_Excerpt:_
★ ★ ★ ★

Saturday 7 April 2012

Maundy Thursday : Church hierarchy - how did we get it so wrong?

Readings
1 Corinthians 11:23-26
For I received from the Lord what I also handed on to you, that the Lord Jesus on the night when he was betrayed took a loaf of bread, and when he had given thanks, he broke it and said, ‘This is my body that is for you. Do this in remembrance of me.’ In the same way he took the cup also, after supper, saying, ‘This cup is the new covenant in my blood. Do this, as often as you drink it, in remembrance of me.’ For as often as you eat this bread and drink the cup, you proclaim the Lord’s death until he comes.

John 13:1-17, 31-35
Now before the festival of the Passover, Jesus knew that his hour had come to depart from this world and go to the Father. Having loved his own who were in the world, he loved them to the end. The devil had already put it into the heart of Judas son of Simon Iscariot to betray him. And during supper Jesus, knowing that the Father had given all things into his hands, and that he had come from God and was going to God, got up from the table, took off his outer robe, and tied a towel around himself. Then he poured water into a basin and began to wash the disciples’ feet and to wipe them with the towel that was tied around him. He came to Simon Peter, who said to him, ‘Lord, are you going to wash my feet?’ Jesus answered, ‘You do not know now what I am doing, but later you will understand.’ Peter said to him, ‘You will never wash my feet.’ Jesus answered, ‘Unless I wash you, you have no share with me.’ Simon Peter said to him, ‘Lord, not my feet only but also my hands and my head!’ Jesus said to him, ‘One who has bathed does not need to wash, except for the feet, but is entirely clean. And you are clean, though not all of you.’ For he knew who was to betray him; for this reason he said, ‘Not all of you are clean.’

After he had washed their feet, had put on his robe, and had returned to the table, he said to them, ‘Do you know what I have done to you? You call me Teacher and Lord—and you are right, for that is what I am. So if I, your Lord and Teacher, have washed your feet, you also ought to wash one another’s feet. For I have set you an example, that you also should do as I have done to you. Very truly, I tell you, servants are not greater than their master, nor are messengers greater than the one who sent them. If you know these things, you are blessed if you do them.

Jesus said, ‘Now the Son of Man has been glorified, and God has been glorified in him. If God has been glorified in him, God will also glorify him in himself and will glorify him at once. Little children, I am with you only a little longer. You will look for me; and as I said to the Jews so now I say to you, “Where I am going, you cannot come.” I give you a new commandment, that you love one another. Just as I have loved you, you also should love one another. By this everyone will know that you are my disciples, if you have love for one another.’


Address
The last time that I had the pleasure of taking Holy Communion to the residents of Mockley Manor, our local care home, there was a degree of excitement amongst the staff, to the extent that the care manager was beginning to pull her hair out with the way the staff were so distracted by their new arrivals. What could cause such disruption you might ask?

★ ★ ★ ★

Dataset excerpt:
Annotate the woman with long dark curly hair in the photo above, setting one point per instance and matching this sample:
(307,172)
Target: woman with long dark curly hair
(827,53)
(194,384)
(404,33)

★ ★ ★ ★

_Actions to take:_
(a) Can you sum up the Maundy Thursday text in two sentences?
(b) Would you echo everything in the Maundy Thursday text from "After he had" down to "you do them."?

_Expected outputs:_
(a) The Maundy Thursday text, dated 7 April 2012, gives 1 Corinthians 11:23-26, where the Lord Jesus takes bread and the cup on the night he was betrayed, and John 13, where Jesus washes the disciples' feet, tells them to do as he has done, and gives them a new commandment to love one another. The address then begins by recalling the excitement among the staff at Mockley Manor, a local care home, on the speaker's last visit to bring Holy Communion to its residents.

(b)
After he had washed their feet, had put on his robe, and had returned to the table, he said to them, ‘Do you know what I have done to you? You call me Teacher and Lord—and you are right, for that is what I am. So if I, your Lord and Teacher, have washed your feet, you also ought to wash one another’s feet. For I have set you an example, that you also should do as I have done to you. Very truly, I tell you, servants are not greater than their master, nor are messengers greater than the one who sent them. If you know these things, you are blessed if you do them.